Supplied records: Begin

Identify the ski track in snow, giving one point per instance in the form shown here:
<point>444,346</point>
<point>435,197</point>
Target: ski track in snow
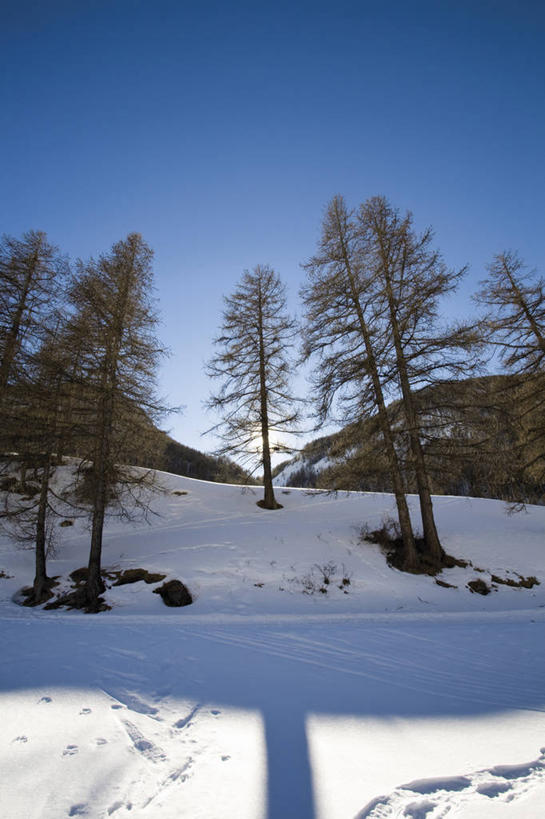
<point>436,798</point>
<point>142,712</point>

Supplied records: End

To do:
The output must start at the line holding "<point>444,346</point>", end at the last line of the listing above, and show each line exactly; please omit all pictures.

Exercise output:
<point>444,346</point>
<point>435,197</point>
Target: ski track in snow
<point>436,798</point>
<point>142,712</point>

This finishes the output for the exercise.